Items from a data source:
[Start of Attachment]

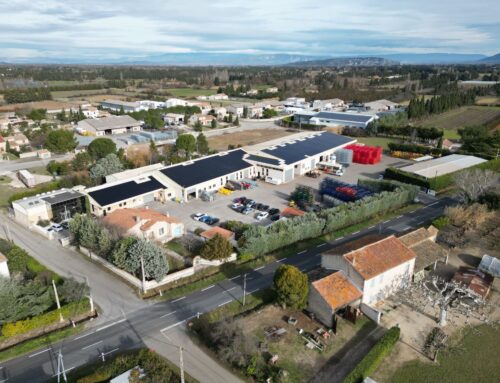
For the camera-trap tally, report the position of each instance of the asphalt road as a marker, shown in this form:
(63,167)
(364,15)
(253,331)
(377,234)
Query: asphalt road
(155,322)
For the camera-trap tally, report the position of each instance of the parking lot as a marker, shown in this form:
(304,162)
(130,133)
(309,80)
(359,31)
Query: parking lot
(276,196)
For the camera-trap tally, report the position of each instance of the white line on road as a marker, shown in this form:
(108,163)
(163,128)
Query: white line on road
(91,345)
(69,369)
(179,299)
(225,303)
(172,326)
(168,314)
(38,353)
(111,324)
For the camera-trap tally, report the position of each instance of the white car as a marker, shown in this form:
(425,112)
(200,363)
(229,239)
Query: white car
(198,216)
(262,215)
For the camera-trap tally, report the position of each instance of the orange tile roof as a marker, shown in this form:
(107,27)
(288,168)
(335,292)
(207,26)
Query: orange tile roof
(291,212)
(376,258)
(210,233)
(337,290)
(126,218)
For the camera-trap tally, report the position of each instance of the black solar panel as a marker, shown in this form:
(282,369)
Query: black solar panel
(126,190)
(297,151)
(343,116)
(207,168)
(265,160)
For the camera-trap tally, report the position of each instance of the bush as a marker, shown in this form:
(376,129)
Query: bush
(374,357)
(23,326)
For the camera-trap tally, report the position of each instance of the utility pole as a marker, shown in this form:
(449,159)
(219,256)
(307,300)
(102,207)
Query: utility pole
(181,364)
(142,272)
(60,367)
(61,319)
(244,288)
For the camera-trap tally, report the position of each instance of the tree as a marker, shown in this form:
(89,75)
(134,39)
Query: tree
(202,144)
(474,183)
(186,143)
(155,262)
(101,147)
(216,247)
(106,166)
(61,141)
(82,161)
(292,287)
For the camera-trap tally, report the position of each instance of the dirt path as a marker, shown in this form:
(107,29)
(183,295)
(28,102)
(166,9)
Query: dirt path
(341,364)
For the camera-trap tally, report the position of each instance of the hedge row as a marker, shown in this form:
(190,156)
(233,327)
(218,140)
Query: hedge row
(435,183)
(23,326)
(412,148)
(374,357)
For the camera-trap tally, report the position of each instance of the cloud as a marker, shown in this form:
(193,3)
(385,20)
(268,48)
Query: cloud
(105,29)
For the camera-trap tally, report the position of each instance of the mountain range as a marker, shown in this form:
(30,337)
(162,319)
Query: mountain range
(272,59)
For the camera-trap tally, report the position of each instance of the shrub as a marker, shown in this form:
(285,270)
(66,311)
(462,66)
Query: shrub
(374,357)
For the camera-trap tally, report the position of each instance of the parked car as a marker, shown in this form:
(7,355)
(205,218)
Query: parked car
(262,215)
(199,216)
(247,210)
(274,217)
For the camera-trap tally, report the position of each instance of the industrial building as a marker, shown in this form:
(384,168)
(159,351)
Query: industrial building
(108,125)
(57,206)
(443,165)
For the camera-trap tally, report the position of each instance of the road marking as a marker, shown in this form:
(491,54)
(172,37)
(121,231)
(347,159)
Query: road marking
(111,324)
(225,303)
(179,299)
(69,369)
(91,345)
(38,353)
(168,314)
(173,325)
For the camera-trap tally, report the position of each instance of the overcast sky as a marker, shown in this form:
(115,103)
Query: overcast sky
(88,29)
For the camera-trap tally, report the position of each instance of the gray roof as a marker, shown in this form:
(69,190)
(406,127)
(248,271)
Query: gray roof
(112,122)
(348,117)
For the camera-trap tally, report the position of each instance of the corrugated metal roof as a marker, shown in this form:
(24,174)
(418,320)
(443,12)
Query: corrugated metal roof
(443,165)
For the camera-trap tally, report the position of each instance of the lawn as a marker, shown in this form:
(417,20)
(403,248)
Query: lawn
(473,360)
(458,118)
(190,92)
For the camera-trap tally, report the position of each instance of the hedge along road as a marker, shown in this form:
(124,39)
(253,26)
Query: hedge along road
(152,324)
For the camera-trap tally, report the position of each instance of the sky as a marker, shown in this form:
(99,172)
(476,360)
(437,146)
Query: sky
(109,30)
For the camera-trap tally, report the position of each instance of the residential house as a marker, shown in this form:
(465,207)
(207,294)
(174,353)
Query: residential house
(108,125)
(17,141)
(145,224)
(204,120)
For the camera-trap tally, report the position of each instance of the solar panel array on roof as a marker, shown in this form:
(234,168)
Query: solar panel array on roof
(344,116)
(309,146)
(207,168)
(125,190)
(265,160)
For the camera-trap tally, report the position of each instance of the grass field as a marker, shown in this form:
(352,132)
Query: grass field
(473,360)
(458,118)
(248,137)
(190,92)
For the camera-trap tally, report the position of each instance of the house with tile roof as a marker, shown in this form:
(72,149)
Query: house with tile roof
(377,269)
(145,224)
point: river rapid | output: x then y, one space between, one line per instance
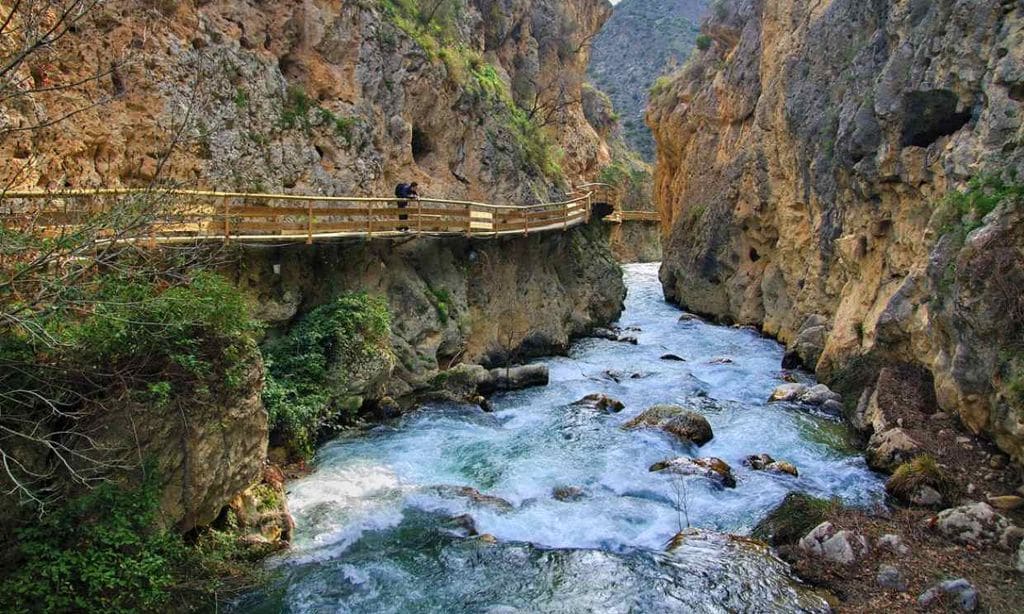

[End of Attachment]

The result should be a verbatim copy of the data, free of pictures.

ANSWER SECTION ::
For the camera-trap tally, report the position of each instance of the asphalt road as a marker, shown in this form:
(63,167)
(364,15)
(253,331)
(377,234)
Query: asphalt road
(155,322)
For the camera-trap tally, report the position of each instance of the parking lot as a marker, shown in this form:
(304,162)
(130,133)
(309,80)
(359,31)
Query: parking lot
(276,196)
For the camera-trap tally, report the position of each instance of the white line on road as a marker, shown in this form:
(108,163)
(163,128)
Query: white line on road
(91,345)
(69,369)
(179,299)
(225,303)
(172,326)
(168,314)
(38,353)
(111,324)
For the camera-trap tally, report the position of each instance of the white car as a marker, shown in this form:
(425,112)
(200,363)
(229,239)
Query: white car
(198,216)
(262,215)
For the camera-trap tally, report the position of each instance of the orange tile roof as a marker, shown in this form:
(107,27)
(288,168)
(335,292)
(207,26)
Query: orange tile roof
(291,212)
(376,258)
(210,233)
(337,290)
(126,218)
For the camera-trap tally, report the position of each instance of the black solar panel as a marker, shown in this form:
(282,369)
Query: black solar panel
(126,190)
(297,151)
(343,116)
(207,168)
(265,160)
For the camera-trap tally, report the position of each instance of the bush as a marker, shown in this form:
(376,129)
Query: bush
(374,357)
(23,326)
For the camera-trap tally, report the position of each instance of the utility pole as a marker, shown in this form:
(449,159)
(219,256)
(307,300)
(102,207)
Query: utility pole
(181,364)
(142,272)
(60,367)
(61,319)
(244,288)
For the camera-trap tally, report the position of each instance of the tree as a marker, shown in this form:
(89,75)
(134,39)
Query: tree
(202,144)
(474,183)
(186,143)
(155,262)
(101,147)
(216,247)
(106,166)
(61,141)
(82,161)
(292,287)
For the camera-trap tally, report the position of each instance of the dirt path as a marker, shown in this form:
(107,29)
(183,295)
(28,102)
(166,9)
Query: dirt path
(341,364)
For the camera-trap tally, report the position of each instance of the hedge row as a marker, shown in this form:
(190,156)
(233,327)
(218,140)
Query: hedge row
(435,183)
(23,326)
(412,148)
(374,357)
For the camera-trap tally, report the position of each instance of the cloud as a marker, shown in this form:
(193,3)
(385,20)
(268,48)
Query: cloud
(105,29)
For the camera-trap tally, report the position of each instance of the mountain range as a marker, shown in this form:
(30,337)
(162,319)
Query: mountain range
(272,59)
For the camera-trap tally, report the position of each instance of the shrub as a marker, shown in this form:
(285,270)
(66,311)
(462,66)
Query: shrub
(374,357)
For the camera-trap tally, report the position of each instance of the parked car as a marker, shown in this form:
(7,355)
(205,218)
Query: parked car
(262,215)
(199,216)
(247,210)
(274,217)
For the camera-trap tally, report the position of each instance of the industrial building as a marker, shown in this form:
(384,168)
(159,351)
Query: industrial building
(108,125)
(57,206)
(443,165)
For the camera-trap tally, report the position of each instance of the road marking as a marker, shown in this form:
(491,54)
(172,37)
(121,231)
(347,159)
Query: road marking
(111,324)
(225,303)
(179,299)
(69,369)
(91,345)
(38,353)
(168,314)
(173,325)
For the camera-trap tally, report the position of each instance of the overcast sky as a marker, shown in this form:
(115,103)
Query: overcast sky
(88,29)
For the camera-trap tally, report the position of each instance of the gray roof as a marker, shown in this form:
(69,190)
(406,127)
(248,271)
Query: gray roof
(112,122)
(348,117)
For the camera-trap tally, report the position of each instance of the corrugated metal roof as a marker, shown in this form:
(24,174)
(418,320)
(443,12)
Query: corrugated metal roof
(443,165)
For the camera-trap tally, report the position of each instance of the lawn as a marker, shown in this form:
(417,20)
(403,248)
Query: lawn
(473,360)
(458,118)
(190,92)
For the camera-trap tally, report the position of each instance of the hedge along road as a marker, shown in this form:
(124,39)
(253,26)
Query: hedge along road
(152,324)
For the camera-trap tally, report the position of each instance of the sky as a marker, shown in this form:
(99,172)
(476,360)
(437,146)
Query: sky
(109,30)
For the camera-trap tally, report the position of each instance of the residential house as a marker, shown in this form:
(465,207)
(207,294)
(174,353)
Query: residential house
(108,125)
(17,141)
(145,224)
(204,120)
For the camera-trap tally, report the position of each instance of the solar panel array on roof as a marker, shown in this form:
(234,168)
Query: solar panel array on roof
(344,116)
(309,146)
(207,168)
(125,190)
(265,160)
For the camera-trap tally, report the position of each instance of the grass field as a marker, shown in this form:
(352,132)
Query: grass field
(473,360)
(458,118)
(248,137)
(190,92)
For the camera-trap tally, report the position of each instance of the house with tile roof as a marker, shown in this form:
(72,149)
Query: house with tile roof
(377,269)
(145,224)
point: river rapid | output: x then y, one space between, one line per instance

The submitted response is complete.